Problem statement ▸
For every line in the material, set down an identical one.

Task input ▸
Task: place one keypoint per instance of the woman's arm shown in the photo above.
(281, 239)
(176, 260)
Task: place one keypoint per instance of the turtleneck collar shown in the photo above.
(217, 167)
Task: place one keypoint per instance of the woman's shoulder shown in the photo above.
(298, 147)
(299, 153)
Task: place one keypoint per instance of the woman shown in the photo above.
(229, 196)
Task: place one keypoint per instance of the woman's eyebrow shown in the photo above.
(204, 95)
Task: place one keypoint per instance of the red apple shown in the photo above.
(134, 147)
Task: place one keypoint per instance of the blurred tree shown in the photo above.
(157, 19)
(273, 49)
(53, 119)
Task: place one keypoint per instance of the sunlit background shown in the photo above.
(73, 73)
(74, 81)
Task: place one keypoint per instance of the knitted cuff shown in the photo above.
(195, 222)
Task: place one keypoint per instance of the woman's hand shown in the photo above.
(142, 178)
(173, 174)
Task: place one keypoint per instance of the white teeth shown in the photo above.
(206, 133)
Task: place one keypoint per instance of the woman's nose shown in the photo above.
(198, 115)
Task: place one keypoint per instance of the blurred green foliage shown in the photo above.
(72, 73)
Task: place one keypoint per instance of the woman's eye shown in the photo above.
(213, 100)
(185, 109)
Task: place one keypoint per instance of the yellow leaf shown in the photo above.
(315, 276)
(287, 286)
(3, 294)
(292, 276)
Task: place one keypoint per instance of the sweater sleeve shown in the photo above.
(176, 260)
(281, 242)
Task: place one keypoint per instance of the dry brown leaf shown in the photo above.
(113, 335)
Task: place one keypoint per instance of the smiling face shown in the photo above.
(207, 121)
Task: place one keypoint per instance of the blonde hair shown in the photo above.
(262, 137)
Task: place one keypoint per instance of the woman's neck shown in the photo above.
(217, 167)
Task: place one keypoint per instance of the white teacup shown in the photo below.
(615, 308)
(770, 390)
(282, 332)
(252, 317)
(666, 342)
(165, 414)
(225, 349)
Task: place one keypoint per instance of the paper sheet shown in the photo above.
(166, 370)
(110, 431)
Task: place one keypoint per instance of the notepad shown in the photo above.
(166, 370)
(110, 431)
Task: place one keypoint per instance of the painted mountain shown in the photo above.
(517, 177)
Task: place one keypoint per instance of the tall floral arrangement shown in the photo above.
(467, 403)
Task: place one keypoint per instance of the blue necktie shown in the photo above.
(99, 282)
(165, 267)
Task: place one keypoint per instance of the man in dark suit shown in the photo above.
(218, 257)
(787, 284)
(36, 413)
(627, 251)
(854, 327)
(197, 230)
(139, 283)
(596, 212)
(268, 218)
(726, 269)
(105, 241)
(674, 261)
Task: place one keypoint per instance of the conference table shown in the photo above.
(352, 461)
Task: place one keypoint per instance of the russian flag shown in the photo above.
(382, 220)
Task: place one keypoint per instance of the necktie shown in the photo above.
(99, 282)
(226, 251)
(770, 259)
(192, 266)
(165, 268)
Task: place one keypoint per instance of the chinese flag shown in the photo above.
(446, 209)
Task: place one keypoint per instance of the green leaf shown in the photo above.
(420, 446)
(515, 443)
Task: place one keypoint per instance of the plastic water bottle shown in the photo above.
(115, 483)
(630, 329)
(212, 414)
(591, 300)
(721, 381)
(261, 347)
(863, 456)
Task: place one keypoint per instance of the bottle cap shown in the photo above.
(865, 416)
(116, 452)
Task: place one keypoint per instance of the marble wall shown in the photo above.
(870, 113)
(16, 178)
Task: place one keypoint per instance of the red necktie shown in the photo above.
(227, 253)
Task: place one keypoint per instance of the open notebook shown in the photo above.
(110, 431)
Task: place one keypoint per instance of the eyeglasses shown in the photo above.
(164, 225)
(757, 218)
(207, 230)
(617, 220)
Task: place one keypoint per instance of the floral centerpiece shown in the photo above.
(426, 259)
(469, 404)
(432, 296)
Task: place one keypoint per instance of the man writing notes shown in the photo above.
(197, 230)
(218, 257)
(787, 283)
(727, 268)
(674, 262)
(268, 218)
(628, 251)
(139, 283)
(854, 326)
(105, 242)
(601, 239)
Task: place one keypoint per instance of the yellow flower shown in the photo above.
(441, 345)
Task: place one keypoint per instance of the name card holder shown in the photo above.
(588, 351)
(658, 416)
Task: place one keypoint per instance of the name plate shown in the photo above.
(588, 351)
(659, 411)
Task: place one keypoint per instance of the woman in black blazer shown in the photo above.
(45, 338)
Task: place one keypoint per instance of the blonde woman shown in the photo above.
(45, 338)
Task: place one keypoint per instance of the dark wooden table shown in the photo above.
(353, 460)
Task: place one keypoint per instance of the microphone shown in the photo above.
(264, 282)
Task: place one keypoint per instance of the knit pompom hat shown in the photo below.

Result for this task ▸
Task: place one keypoint per instance of the woman's arm shown in the photo above.
(281, 239)
(176, 260)
Task: place one keypoint per instance of the turtleneck collar shown in the photo above.
(217, 167)
Task: place one keypoint per instance of the woman's shoulder shown in the photo above.
(298, 147)
(299, 153)
Task: place one keypoint per instance of the woman shown in the photo above.
(229, 196)
Task: place one keypoint per instance of the woman's eyebrow shown in the photo above.
(204, 95)
Task: place one keypoint per instance of the red apple shown in the photo above.
(134, 147)
Task: place one keypoint per instance of the blurred tree shown in the photo above.
(157, 19)
(273, 49)
(53, 119)
Task: place one keypoint per instance of the sunlit background shown in the photo above.
(73, 73)
(74, 81)
Task: place one keypoint per instance of the knitted cuff shown in the photo above.
(195, 222)
Task: place one keypoint per instance of the woman's hand shown in the photo above.
(142, 178)
(173, 174)
Task: place one keypoint per instance of the white teeth shown in the photo above.
(206, 133)
Task: place one keypoint per instance of the woman's nose shown in the photo above.
(198, 115)
Task: place one keypoint per instance of the blurred green foliage shown in the photo above.
(72, 73)
Task: place one keypoint per instance of the woman's eye shown in the photo above.
(213, 100)
(185, 109)
Task: place one keypoint per instance of the yellow leaf shown in the photo above.
(315, 276)
(287, 286)
(3, 294)
(292, 276)
Task: place one keypoint per instance of the sweater sleeve shown in the photo above.
(176, 260)
(281, 242)
Task: place one keypoint per instance of the dry brown leaf shown in the photo above.
(113, 335)
Task: place one keypoint per instance of the smiling face shown in the photo above.
(207, 121)
Task: place one keypoint per instance of the blonde hair shown in the photo above.
(262, 137)
Task: place one keypoint per instance of the woman's neck shown in the photo above.
(217, 167)
Task: place one keypoint per instance of the white teacup shown in the photo below.
(615, 308)
(770, 390)
(282, 332)
(252, 317)
(666, 342)
(165, 414)
(225, 349)
Task: place one keypoint per instance of the paper sheet shown in the photo above.
(166, 370)
(110, 431)
Task: place one keypoint per instance of the notepad shown in the photo above.
(166, 370)
(110, 431)
Task: place one keypoint per instance of the painted mountain shown in the photo above.
(517, 177)
Task: place one keypoint per instance of the tall floral arrangement shown in the photo above.
(467, 403)
Task: place one keypoint per instance of the blue necktie shown in the photo above.
(99, 282)
(165, 267)
Task: place one keypoint per instance of the man in dark suit shown in the photo above.
(218, 257)
(787, 284)
(36, 413)
(627, 251)
(854, 327)
(197, 230)
(139, 283)
(596, 212)
(268, 218)
(726, 269)
(105, 241)
(674, 261)
Task: place one keypoint per instance of the conference table shown in the photo above.
(352, 461)
Task: place one keypoint per instance of the russian flag shown in the photo above.
(382, 220)
Task: place one keypoint per instance of the necktie shown in the photo above.
(99, 282)
(226, 251)
(770, 259)
(192, 266)
(165, 268)
Task: place one keypoint per instance of the chinese flag shown in the photo above.
(446, 209)
Task: place one keypoint per instance of the green leaf shown in the photo above.
(420, 446)
(515, 443)
Task: place one keypoint per instance of the plastic water bottle shown in the photo above.
(115, 483)
(630, 329)
(212, 414)
(591, 300)
(721, 381)
(261, 347)
(863, 456)
Task: place one keypoint per instance of the bottle cap shown in the photo above.
(865, 416)
(116, 452)
Task: place one keypoint per instance of the marble wall shown in the photo above.
(870, 113)
(16, 178)
Task: place one keypoint per instance of the red necktie shown in the photo above.
(227, 253)
Task: place one keypoint per instance of the open notebook shown in the photo above.
(110, 431)
Task: place one keypoint per instance of the eyeglasses shown in the photo above.
(164, 225)
(757, 218)
(207, 230)
(617, 220)
Task: place one keypoint per instance of the floral centerpiece shown in the photo above.
(426, 259)
(469, 404)
(432, 296)
Task: place one keypoint per instance of the man writing notes shown in the photo above.
(197, 230)
(218, 257)
(787, 283)
(727, 268)
(674, 262)
(268, 218)
(628, 251)
(139, 283)
(854, 326)
(105, 242)
(601, 239)
Task: place one keypoint per instance of the yellow flower shown in the photo above.
(441, 345)
Task: place one keypoint per instance of the name card holder shown in the photo above.
(588, 351)
(658, 416)
Task: place one keypoint per instance of the name plate shown in the photo above.
(588, 351)
(659, 411)
Task: place one keypoint per instance of the woman in black blazer shown in the photo above.
(45, 338)
Task: place one keypoint per instance of the blonde woman shown in the photo above.
(45, 338)
Task: place one keypoint per instance of the dark wooden table shown in the photo above.
(353, 460)
Task: place one keypoint per instance of the microphone shown in the photo above.
(264, 282)
Task: place one keypoint per instance of the knit pompom hat shown in the photo below.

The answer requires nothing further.